SELECTED TEXT:
——

Galileo Completes Daring Io Flyby

PASADENA, Calif. - For the men and women of the Galileo project, Sunday, Oct. 10 began as a real nail-biter, but ended with immense pride and relief as the spacecraft successfully completed its daring flyby of Jupiter's moon Io.

An unexpected 3:09 a.m. wakeup call on Sunday sent Galileo team members scrambling into action. Three hours after entering the intense radiation zone near Jupiter and Io, Galileo went into safing when an error popped up in the memory of the onboard computer. The team was faced with a daunting task-to get the spacecraft out of safing and back to normal operations in time for the flyby at 10:06 p.m. (Earth receipt time).

"It was a heroic effort to pull this off," said Galileo Project Manager Jim Erickson. "The team diagnosed and corrected a problem we'd never come across before, and they put things back on track."

——

EXCERPTED RECORDS:
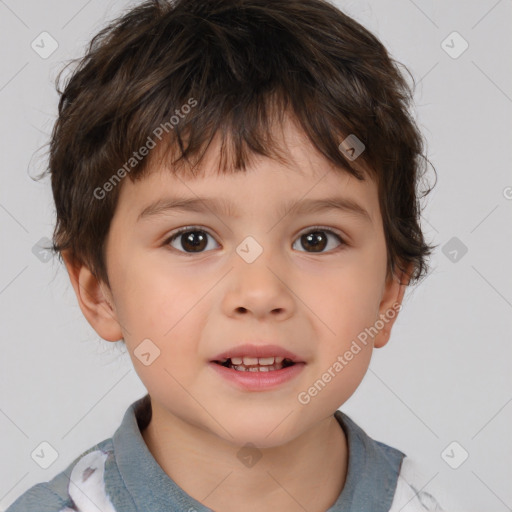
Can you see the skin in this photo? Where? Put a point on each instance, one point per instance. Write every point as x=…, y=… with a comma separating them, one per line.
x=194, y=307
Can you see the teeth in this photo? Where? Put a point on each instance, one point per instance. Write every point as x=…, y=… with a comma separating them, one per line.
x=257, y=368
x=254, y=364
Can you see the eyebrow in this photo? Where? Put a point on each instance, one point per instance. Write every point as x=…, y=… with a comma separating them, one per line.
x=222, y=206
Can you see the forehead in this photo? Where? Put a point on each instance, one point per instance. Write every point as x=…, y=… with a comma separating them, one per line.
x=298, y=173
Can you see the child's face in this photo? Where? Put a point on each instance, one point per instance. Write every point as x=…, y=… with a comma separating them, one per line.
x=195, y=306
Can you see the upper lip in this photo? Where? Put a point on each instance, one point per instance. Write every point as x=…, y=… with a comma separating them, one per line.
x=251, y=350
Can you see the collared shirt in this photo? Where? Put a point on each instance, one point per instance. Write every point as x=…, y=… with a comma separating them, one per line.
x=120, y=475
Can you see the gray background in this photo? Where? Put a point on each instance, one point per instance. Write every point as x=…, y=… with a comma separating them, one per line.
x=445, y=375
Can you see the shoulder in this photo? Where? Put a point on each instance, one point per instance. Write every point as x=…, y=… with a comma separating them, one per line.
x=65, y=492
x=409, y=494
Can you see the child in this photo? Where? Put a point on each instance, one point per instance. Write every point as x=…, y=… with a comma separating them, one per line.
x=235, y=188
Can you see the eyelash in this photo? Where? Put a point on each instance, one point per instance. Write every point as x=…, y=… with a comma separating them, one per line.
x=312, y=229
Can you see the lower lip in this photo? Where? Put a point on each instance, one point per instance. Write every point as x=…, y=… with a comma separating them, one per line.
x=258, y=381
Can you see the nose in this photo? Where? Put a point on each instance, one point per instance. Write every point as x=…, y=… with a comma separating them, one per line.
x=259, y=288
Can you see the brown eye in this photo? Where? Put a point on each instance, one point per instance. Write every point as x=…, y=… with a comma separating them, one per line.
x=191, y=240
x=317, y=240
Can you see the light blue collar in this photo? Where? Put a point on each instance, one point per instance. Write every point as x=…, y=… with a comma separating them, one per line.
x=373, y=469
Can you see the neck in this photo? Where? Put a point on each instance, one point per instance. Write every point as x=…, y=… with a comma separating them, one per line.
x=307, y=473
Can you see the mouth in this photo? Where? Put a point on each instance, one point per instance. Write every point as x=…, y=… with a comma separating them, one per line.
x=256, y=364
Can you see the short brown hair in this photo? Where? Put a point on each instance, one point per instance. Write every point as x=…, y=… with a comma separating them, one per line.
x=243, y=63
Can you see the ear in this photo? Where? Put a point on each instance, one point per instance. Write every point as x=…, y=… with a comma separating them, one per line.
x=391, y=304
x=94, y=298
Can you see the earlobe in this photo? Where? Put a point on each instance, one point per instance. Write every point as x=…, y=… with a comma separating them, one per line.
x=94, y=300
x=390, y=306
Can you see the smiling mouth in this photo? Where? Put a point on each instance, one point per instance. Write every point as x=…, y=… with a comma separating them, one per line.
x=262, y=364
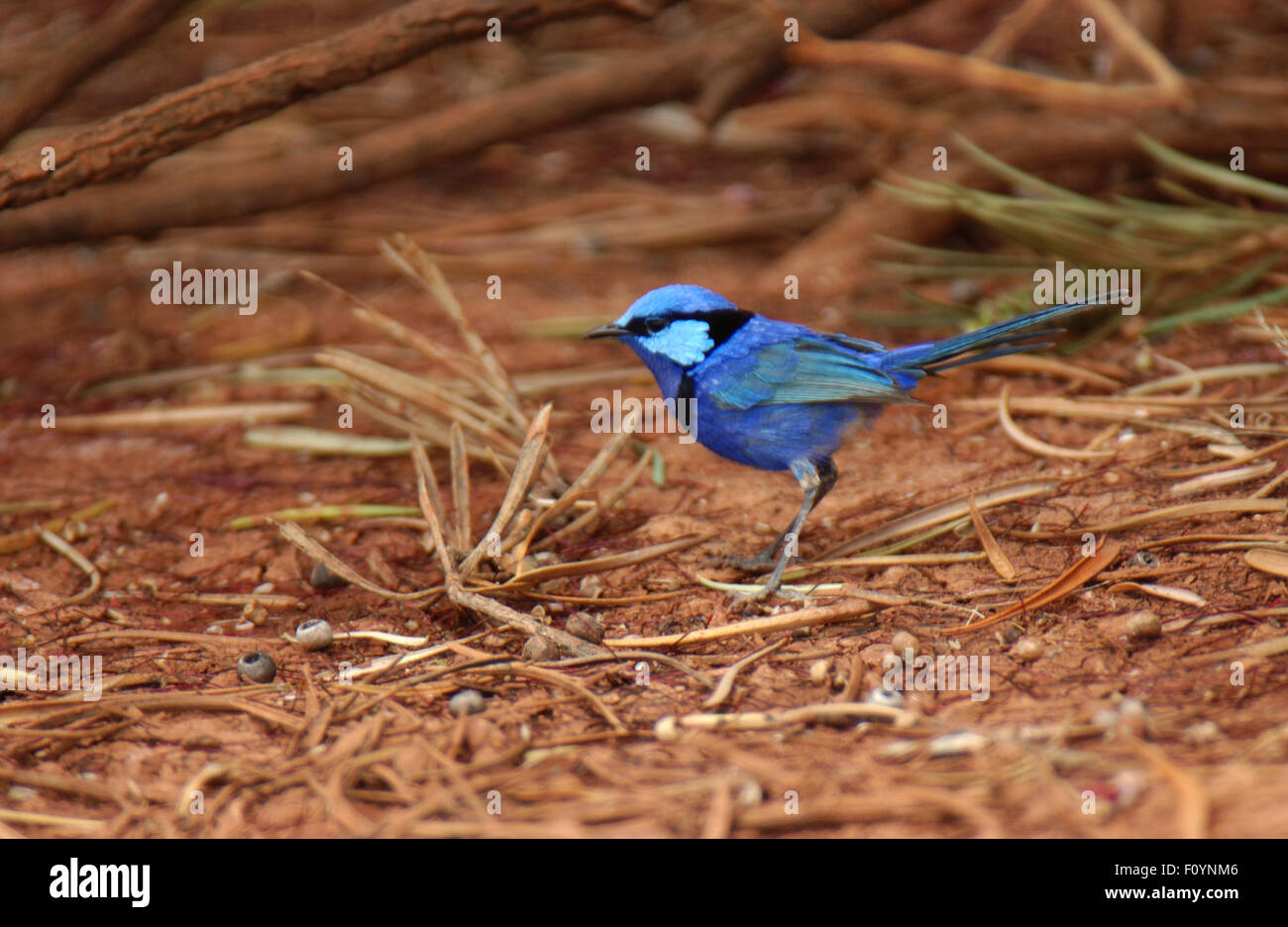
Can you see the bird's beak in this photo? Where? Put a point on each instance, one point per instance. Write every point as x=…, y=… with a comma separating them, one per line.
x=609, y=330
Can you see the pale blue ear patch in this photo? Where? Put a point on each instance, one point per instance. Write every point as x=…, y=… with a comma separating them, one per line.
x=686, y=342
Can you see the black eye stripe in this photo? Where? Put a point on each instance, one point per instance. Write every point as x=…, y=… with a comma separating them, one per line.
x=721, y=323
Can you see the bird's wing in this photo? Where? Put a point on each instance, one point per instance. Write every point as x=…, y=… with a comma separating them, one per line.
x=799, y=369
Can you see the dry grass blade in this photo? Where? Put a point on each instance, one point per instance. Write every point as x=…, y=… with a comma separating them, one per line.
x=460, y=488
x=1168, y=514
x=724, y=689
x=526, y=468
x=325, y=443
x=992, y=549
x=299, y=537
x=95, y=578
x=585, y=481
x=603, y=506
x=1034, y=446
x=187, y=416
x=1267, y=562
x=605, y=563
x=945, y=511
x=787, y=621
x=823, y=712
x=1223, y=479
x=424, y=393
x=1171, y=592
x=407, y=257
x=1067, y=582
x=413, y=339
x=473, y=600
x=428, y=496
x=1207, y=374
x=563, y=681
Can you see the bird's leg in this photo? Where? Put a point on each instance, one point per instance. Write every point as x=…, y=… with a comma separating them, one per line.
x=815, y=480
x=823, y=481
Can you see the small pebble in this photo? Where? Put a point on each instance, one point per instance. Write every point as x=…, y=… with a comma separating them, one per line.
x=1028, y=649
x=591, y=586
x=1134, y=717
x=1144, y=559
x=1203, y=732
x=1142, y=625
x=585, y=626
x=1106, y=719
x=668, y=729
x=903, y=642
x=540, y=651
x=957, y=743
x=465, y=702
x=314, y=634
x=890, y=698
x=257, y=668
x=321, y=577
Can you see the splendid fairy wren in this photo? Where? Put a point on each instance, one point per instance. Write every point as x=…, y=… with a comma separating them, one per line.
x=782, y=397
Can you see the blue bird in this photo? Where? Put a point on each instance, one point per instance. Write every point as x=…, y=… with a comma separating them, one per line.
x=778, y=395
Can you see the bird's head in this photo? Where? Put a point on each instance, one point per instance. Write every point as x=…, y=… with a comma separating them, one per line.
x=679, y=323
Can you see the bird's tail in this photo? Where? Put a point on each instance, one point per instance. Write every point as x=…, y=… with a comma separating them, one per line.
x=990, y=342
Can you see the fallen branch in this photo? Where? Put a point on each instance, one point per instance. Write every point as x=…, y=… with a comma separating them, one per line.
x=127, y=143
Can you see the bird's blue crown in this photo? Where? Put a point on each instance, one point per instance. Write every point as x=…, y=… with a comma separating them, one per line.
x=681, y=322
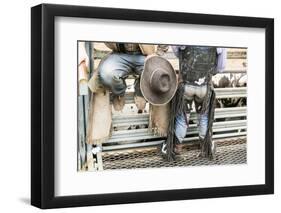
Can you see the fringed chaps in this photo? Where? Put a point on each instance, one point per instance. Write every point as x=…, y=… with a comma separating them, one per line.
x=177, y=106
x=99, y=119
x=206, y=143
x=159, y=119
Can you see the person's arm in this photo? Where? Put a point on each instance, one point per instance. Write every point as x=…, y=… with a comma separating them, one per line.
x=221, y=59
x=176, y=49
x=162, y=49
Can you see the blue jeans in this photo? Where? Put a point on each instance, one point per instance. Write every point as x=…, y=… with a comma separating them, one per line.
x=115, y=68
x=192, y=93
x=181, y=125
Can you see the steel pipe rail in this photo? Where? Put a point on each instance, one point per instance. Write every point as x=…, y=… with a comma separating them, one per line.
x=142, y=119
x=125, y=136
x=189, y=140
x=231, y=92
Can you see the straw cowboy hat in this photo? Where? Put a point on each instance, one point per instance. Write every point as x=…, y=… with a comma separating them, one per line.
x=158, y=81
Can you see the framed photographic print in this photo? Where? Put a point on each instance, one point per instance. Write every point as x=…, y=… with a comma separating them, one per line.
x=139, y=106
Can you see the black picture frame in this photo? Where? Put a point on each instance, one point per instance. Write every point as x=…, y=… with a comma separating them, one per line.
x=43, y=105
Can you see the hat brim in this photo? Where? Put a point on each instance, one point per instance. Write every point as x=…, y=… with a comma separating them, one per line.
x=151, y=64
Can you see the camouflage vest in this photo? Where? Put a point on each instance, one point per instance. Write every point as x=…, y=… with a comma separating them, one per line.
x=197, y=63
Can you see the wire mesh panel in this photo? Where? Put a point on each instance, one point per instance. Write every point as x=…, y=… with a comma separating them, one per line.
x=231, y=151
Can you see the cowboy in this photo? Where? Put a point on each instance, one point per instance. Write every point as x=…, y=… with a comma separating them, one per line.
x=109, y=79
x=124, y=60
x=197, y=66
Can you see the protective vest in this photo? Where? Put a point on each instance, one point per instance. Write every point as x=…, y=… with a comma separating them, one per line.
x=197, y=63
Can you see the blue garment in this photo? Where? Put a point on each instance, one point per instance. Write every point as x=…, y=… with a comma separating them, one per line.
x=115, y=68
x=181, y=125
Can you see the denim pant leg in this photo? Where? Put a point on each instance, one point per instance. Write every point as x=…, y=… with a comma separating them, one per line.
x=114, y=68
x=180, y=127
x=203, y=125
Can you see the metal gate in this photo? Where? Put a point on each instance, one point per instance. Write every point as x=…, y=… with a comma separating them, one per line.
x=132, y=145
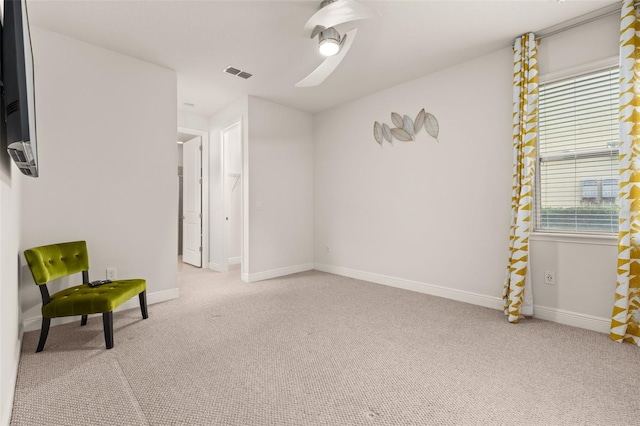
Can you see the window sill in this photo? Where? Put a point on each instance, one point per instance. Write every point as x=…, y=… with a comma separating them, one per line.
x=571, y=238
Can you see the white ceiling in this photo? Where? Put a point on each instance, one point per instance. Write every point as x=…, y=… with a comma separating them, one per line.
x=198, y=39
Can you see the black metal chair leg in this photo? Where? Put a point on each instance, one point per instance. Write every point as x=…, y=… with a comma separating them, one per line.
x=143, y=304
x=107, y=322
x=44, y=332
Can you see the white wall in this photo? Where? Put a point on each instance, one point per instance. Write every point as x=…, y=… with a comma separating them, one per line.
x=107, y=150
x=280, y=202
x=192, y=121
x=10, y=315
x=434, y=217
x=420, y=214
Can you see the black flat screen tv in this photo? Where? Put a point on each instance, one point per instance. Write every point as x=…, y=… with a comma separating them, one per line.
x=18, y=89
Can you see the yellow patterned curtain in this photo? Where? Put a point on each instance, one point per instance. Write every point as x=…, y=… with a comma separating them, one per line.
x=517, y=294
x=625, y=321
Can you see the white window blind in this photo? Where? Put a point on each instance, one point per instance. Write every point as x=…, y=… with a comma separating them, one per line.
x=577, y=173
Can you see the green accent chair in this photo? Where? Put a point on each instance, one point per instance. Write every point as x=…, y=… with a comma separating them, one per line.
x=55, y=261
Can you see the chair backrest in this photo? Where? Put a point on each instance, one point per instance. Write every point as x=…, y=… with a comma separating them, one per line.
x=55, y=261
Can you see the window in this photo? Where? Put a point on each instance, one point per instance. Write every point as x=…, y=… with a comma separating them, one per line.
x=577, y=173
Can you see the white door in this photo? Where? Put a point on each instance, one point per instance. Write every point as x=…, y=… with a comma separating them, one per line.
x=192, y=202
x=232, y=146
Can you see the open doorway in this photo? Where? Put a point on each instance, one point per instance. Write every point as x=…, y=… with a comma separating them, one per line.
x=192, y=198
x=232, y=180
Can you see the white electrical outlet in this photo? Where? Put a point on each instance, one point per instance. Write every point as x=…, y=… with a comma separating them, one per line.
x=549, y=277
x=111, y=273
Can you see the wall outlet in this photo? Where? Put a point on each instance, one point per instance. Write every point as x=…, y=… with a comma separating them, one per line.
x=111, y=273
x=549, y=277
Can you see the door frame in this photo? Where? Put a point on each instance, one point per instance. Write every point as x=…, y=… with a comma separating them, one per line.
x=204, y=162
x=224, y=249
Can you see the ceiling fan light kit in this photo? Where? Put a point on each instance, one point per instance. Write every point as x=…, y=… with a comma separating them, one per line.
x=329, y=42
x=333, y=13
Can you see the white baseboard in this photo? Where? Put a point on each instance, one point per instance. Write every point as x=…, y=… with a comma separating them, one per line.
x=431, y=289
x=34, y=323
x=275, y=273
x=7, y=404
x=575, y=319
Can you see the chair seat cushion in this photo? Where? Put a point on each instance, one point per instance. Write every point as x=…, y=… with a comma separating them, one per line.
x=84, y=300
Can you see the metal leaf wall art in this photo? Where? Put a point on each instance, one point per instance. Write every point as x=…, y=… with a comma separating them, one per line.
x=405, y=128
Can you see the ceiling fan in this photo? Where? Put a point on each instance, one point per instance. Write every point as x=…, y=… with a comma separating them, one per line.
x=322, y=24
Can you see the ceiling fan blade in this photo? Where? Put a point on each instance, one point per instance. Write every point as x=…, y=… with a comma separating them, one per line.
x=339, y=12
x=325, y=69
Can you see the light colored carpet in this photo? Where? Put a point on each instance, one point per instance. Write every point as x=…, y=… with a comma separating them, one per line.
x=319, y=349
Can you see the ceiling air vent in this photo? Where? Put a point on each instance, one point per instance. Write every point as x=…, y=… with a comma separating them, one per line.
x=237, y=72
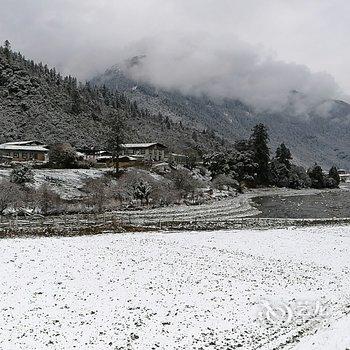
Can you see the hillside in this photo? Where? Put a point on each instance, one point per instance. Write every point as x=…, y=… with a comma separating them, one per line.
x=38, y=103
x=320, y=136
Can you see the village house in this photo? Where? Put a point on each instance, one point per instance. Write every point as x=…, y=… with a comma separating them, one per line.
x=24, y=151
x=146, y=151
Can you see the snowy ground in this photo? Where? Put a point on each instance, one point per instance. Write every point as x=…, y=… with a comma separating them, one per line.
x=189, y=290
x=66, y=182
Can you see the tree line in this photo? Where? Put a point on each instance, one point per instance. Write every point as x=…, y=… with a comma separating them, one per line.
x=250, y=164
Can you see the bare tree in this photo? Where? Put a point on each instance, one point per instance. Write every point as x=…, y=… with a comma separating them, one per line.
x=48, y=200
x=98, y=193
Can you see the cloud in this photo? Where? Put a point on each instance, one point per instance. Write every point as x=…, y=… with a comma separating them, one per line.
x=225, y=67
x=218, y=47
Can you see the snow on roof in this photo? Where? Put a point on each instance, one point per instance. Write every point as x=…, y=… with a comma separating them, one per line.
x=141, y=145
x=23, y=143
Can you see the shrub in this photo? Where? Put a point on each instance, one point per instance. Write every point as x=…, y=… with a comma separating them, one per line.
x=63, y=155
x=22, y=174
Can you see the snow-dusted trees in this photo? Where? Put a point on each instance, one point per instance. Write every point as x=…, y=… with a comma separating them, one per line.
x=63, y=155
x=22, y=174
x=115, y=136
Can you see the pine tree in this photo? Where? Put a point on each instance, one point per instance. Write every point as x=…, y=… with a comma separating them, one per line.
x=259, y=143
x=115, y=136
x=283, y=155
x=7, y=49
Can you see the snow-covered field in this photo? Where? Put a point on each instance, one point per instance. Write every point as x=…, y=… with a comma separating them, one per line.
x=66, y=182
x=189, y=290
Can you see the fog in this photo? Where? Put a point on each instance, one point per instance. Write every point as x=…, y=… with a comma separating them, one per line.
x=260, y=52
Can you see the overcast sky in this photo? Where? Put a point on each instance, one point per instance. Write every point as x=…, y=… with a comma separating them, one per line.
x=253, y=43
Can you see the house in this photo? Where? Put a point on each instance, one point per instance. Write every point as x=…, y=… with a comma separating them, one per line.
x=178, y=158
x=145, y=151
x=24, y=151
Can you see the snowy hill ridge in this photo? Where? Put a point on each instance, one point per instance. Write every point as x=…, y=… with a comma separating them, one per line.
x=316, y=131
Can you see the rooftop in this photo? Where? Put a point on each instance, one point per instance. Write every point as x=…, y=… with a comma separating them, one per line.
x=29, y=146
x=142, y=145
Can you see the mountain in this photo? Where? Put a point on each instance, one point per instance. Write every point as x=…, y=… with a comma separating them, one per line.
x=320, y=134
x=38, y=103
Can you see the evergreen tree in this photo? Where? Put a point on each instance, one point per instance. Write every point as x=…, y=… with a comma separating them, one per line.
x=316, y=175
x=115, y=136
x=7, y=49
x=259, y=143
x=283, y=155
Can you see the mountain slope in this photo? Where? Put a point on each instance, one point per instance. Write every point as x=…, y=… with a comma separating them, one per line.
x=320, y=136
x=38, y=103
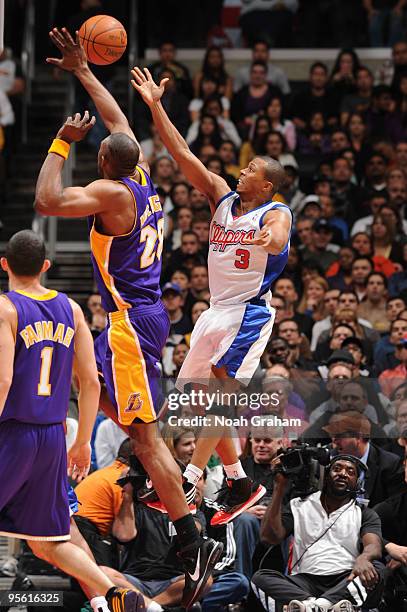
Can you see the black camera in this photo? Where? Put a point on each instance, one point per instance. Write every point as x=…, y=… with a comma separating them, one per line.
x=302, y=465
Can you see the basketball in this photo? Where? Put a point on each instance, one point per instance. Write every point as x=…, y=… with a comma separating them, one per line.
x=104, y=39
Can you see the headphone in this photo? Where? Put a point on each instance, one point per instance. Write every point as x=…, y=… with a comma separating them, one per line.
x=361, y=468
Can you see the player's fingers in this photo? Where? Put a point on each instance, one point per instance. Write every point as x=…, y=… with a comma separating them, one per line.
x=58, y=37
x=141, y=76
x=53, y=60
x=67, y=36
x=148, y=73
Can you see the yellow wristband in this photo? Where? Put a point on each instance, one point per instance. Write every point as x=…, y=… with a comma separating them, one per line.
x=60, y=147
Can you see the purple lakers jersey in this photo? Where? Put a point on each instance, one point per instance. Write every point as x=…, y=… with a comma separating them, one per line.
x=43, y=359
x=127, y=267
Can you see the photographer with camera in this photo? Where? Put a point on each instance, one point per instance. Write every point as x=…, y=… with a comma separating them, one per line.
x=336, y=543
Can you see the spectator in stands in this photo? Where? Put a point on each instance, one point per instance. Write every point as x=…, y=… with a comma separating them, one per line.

——

THINGS TO DO:
**1)** Translate this sentence from the Galileo flyby text into Spanish: "An unexpected 3:09 a.m. wakeup call on Sunday sent Galileo team members scrambling into action."
**2)** Reproduce the stretch of the Galileo flyby text from "Galileo Completes Daring" through "Jupiter's moon Io.", word for word.
None of these tasks draws on the listing.

EXPECTED RESULTS:
**1)** Una inesperada llamada de alerta a las 3:09 a. m. del domingo hizo que los miembros del equipo de Galileo se apresuraran a entrar en acción.

**2)**
Galileo Completes Daring Io Flyby

PASADENA, Calif. - For the men and women of the Galileo project, Sunday, Oct. 10 began as a real nail-biter, but ended with immense pride and relief as the spacecraft successfully completed its daring flyby of Jupiter's moon Io.